**Stored rows**:
________________________________________

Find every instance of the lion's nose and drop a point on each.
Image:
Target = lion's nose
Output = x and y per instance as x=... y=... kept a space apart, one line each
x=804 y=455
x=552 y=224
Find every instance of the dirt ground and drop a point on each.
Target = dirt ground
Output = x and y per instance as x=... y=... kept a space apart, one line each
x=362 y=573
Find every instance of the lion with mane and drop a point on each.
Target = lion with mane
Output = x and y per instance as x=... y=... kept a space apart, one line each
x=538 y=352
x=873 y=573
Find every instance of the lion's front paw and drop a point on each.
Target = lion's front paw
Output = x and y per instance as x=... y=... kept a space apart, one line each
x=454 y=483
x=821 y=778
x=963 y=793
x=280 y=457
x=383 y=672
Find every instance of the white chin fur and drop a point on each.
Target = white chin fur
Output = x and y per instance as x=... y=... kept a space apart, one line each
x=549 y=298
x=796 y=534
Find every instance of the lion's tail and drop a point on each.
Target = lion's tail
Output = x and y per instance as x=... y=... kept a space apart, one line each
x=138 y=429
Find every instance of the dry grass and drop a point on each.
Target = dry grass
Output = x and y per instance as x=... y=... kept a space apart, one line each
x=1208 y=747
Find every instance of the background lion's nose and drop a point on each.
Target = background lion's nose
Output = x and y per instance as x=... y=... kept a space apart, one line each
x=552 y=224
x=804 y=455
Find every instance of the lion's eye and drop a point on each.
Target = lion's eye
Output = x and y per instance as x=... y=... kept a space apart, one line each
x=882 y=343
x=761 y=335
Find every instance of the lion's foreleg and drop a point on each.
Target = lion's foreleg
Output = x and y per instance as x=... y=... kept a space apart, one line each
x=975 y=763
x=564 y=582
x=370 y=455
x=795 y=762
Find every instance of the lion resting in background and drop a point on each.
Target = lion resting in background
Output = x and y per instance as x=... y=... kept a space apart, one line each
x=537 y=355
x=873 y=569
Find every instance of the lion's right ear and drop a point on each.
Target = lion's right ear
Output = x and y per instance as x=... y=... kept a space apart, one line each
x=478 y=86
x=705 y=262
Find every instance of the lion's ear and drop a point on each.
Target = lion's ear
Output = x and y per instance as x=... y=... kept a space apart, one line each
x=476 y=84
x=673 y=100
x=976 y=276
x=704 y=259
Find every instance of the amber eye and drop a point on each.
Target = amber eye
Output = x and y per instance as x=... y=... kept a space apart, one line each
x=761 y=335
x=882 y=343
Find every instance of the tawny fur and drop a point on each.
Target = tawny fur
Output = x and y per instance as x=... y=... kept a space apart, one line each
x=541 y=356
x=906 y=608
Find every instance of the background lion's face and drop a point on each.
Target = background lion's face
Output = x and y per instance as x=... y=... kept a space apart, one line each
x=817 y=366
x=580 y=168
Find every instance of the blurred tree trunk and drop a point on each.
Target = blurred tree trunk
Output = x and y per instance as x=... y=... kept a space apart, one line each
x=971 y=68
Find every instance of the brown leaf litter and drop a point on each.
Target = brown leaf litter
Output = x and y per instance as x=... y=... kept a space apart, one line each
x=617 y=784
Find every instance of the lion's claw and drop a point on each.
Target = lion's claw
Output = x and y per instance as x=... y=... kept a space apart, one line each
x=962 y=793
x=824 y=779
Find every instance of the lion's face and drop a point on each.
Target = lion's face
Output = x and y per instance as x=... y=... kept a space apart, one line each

________________________________________

**What you need to do**: Please repeat all of the entries above word for word, changing nothing.

**The response**:
Find every instance of the lion's nose and drop a point on each.
Image:
Target = lion's nose
Output = x and y per instance as x=... y=... kept a space apart, one line each
x=804 y=455
x=552 y=224
Find every instance of the dirt ground and drop a point on each.
Target = dirt ground
Output = x and y per instance as x=... y=... kept a space apart, one line each
x=362 y=573
Find every instance of the lion with mane and drop a point on each.
Target = lion with mane
Output = x and y per instance as x=... y=... kept a space apart, one line each
x=538 y=352
x=873 y=573
Find every instance of the lion's front paw and drop a point on each.
Target = lion's front paw
Output = x and y per instance as x=... y=... kept a space apart, one line each
x=454 y=483
x=821 y=778
x=963 y=793
x=280 y=457
x=383 y=672
Find every instance of the white chin fur and drop a point on each.
Target = white chin fur
Output = x and y per instance as x=... y=... kept a space apart, one line each
x=549 y=298
x=796 y=534
Find every instance of the lion's tail and drop a point on each.
Target = lion's tail
Output = x and y per instance as x=... y=... kept a space apart, one line each
x=138 y=429
Find every instance of the dry grass and drop a point on each.
Target = dry grass
Output = x and y per instance as x=... y=... kept a space apart, one line each
x=1208 y=747
Find every instance of the background lion's nose and drop a point on each.
Target = background lion's nose
Output = x and y per instance as x=... y=... kept a space apart, one line each
x=552 y=224
x=804 y=455
Find every instance of the lion's eye and drop a point on each.
Target = lion's eye
Output = x and y per instance as x=... y=... kept a space apart, one line each
x=882 y=343
x=761 y=335
Find every instance of the lion's foreleg and drop a point on each.
Target = lion's foreleg
Output = x and y per instance as x=... y=... kept a space apart, one line each
x=975 y=763
x=564 y=582
x=370 y=455
x=795 y=762
Find every instance of the lion resting in background and drop a point on each.
Target = lion resting in background
Output = x and y per instance as x=... y=... kept a space apart, one line each
x=537 y=355
x=873 y=569
Find every instance of the lion's right ear and drop a point on each.
Target = lion's right ear
Output = x and y per instance as x=... y=... kept a space apart, one line each
x=478 y=86
x=705 y=262
Find every instance of the lion's ear and drop a point on each.
Target = lion's ear
Output = x and y per instance as x=... y=... kept a space apart, one line each
x=476 y=84
x=673 y=100
x=976 y=276
x=704 y=259
Find every instance of the amber eye and drop a point on each.
Target = amber eye
Output = x and y per instance as x=... y=... kept a space apart, one line each
x=761 y=335
x=882 y=343
Find every instance of the tawny fur and drop a point on each.
Target = tawny fur
Output = x and y per instance as x=... y=... kept a space apart, one line each
x=541 y=356
x=906 y=608
Find every instance of the background lion's face and drop a point on each.
Target = background lion's face
Output = x and y per instance as x=... y=... kept a space apart, one line each
x=817 y=366
x=580 y=168
Find every instance of the blurred tree trunk and drop a point on each.
Target = blurred tree trunk
Output = x and y per instance as x=... y=... kept a space apart, one line each
x=971 y=68
Find every instance of the brown leaf litter and drop a point on each.
Target = brown leaf litter
Output = x and y per instance as x=... y=... kept a space apart, one line each
x=617 y=784
Find every instance of the lion's claw and drop a point on each.
Target = lion's claw
Output = x and y per instance as x=... y=... kept a space apart, one line each
x=962 y=793
x=824 y=779
Find every instance of the lion's face and drop a point on each.
Target = lion's face
Output = x and y per instance as x=... y=... kept a space apart, one line each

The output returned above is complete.